- _Location identification material_
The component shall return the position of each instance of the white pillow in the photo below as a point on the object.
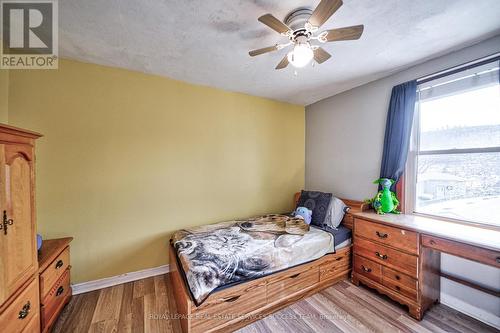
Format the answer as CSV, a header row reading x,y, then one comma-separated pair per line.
x,y
335,213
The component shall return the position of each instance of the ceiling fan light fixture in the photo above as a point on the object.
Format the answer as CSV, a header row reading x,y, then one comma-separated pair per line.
x,y
301,55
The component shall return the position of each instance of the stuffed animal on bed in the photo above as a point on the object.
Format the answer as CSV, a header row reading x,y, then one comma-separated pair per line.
x,y
303,213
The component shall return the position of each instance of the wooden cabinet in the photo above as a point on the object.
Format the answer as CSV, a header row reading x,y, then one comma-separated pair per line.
x,y
392,261
18,260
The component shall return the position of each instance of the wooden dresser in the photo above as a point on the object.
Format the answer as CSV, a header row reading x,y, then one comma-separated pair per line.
x,y
54,270
19,291
391,260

- _INSTRUCTIONS TO FOLLOW_
Update the material from the line containing "of the ceiling" through the end, replacing "component" with "module" and leaving everything else unchanged.

- _FINAL RESULT_
The module shall return the position of each instance of the ceiling fan light fixture in the photo above as a point on the object.
Format the answer as CSV, a header row reading x,y, then one comma-separated pair per line.
x,y
301,55
The module shall return the position of each instance of the stuffed animal on bed in the photo above as a point on the object.
Format the answer as CSV, a header row reading x,y, then one comma-separated pair per line.
x,y
303,213
The module shall return the position of each instance of the wooden cabinet in the photo above as a point on the object.
Format the answer as CSV, a header row reading x,y, then one comma-separated pair per line.
x,y
392,261
18,260
The module shall return the position of each instance of the wooden dresser in the photo above as a point on the object.
Format the answer as CSV, a header row reading x,y, then one comma-separated pair per line.
x,y
54,270
19,291
391,260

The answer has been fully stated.